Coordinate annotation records
--- Start ---
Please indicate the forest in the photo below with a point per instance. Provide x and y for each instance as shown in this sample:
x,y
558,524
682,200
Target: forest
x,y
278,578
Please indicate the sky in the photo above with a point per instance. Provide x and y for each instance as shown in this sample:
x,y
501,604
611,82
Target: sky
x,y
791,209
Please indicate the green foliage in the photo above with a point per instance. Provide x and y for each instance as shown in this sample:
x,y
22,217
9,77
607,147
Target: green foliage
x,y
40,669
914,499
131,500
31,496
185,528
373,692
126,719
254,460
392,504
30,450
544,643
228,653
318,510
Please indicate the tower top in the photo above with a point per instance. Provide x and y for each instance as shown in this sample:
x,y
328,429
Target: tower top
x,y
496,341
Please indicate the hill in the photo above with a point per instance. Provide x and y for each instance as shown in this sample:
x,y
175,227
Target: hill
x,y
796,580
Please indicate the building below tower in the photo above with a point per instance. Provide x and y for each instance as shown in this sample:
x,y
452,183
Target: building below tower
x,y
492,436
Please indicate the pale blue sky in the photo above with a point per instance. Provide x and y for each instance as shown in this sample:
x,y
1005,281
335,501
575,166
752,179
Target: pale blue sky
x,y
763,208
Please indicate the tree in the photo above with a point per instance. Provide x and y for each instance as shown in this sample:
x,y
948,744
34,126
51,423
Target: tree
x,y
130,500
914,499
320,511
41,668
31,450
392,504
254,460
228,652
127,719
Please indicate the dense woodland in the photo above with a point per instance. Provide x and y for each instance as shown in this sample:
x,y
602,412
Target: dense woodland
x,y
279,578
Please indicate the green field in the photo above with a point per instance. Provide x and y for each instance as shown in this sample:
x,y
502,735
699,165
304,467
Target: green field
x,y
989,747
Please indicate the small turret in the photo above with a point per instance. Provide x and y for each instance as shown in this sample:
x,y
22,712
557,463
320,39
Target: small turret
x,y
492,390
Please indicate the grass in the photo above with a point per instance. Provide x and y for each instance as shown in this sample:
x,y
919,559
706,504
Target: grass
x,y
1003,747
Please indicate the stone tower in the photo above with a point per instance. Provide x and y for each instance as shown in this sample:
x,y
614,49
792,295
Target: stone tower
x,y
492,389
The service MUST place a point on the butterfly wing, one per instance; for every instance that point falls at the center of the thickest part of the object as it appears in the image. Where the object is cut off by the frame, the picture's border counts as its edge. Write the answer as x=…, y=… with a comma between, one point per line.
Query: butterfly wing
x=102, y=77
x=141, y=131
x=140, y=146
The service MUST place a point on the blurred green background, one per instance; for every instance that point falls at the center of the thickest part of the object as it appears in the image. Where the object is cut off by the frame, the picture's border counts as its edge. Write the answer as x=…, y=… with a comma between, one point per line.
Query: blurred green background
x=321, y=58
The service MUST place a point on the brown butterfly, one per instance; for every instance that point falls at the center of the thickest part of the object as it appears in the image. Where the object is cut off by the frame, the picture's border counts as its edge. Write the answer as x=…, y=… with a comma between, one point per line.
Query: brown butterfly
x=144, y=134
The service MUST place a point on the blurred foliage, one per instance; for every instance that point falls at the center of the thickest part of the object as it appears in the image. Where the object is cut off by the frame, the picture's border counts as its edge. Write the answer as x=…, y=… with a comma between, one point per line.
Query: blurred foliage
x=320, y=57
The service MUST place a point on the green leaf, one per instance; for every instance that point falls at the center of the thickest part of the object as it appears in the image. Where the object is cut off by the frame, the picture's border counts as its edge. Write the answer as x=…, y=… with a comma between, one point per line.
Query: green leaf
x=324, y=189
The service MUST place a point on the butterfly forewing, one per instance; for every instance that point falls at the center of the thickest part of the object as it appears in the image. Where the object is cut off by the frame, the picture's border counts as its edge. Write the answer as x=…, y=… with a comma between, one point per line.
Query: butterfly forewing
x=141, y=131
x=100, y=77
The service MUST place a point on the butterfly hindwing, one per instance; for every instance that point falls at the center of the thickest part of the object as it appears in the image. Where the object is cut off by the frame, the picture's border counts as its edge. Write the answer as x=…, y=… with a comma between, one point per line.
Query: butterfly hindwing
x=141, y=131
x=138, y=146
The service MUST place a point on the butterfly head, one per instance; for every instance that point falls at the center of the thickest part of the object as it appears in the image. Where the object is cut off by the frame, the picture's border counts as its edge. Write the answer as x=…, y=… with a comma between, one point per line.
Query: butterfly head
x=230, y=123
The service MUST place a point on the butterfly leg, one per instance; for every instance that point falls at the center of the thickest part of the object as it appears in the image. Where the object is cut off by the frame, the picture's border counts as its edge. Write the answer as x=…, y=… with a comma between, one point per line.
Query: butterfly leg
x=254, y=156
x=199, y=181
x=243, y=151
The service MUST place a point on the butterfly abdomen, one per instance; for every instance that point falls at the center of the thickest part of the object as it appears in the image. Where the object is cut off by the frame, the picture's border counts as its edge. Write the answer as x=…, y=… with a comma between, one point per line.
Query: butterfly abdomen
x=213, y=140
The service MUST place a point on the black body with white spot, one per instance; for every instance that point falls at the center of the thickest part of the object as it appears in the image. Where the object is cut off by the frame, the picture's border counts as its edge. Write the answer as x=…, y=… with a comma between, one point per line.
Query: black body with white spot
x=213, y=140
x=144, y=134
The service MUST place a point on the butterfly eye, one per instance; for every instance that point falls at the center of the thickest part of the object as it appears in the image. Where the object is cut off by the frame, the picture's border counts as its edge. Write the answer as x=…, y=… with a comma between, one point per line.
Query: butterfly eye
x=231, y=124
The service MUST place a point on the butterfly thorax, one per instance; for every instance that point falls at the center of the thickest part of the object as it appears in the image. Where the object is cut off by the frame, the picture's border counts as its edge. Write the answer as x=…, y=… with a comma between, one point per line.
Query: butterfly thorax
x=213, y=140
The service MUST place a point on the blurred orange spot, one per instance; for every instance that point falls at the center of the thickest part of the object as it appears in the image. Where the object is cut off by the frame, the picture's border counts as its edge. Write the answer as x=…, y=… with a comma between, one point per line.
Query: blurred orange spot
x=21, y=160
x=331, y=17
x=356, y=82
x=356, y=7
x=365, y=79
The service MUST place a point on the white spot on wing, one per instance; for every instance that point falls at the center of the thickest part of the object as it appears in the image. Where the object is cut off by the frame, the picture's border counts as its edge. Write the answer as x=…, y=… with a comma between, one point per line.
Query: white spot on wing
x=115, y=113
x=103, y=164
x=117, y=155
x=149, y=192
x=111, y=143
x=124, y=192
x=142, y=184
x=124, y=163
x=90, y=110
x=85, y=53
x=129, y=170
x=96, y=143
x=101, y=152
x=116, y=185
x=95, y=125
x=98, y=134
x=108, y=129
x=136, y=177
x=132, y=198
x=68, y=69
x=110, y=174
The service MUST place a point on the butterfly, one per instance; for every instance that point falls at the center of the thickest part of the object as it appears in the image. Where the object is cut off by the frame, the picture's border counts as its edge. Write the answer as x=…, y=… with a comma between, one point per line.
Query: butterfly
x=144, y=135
--- End ---
- **TASK DESCRIPTION**:
Shift every coordinate in the answers by -65, and write out again the records from the line containing "The service MUST place a point on the blurred foliage, one" through the line containing "x=320, y=57", requests included.

- **SOLUTION**:
The service MUST place a point on the blurred foliage, one per instance; for every instance that point falls at the center of the thickest part of the object as it appears in the image. Where the object is cut off by the frame, the picture's border counts as its edge. Write the answer as x=…, y=… with a comma between, one point per line.
Query: blurred foliage
x=255, y=-8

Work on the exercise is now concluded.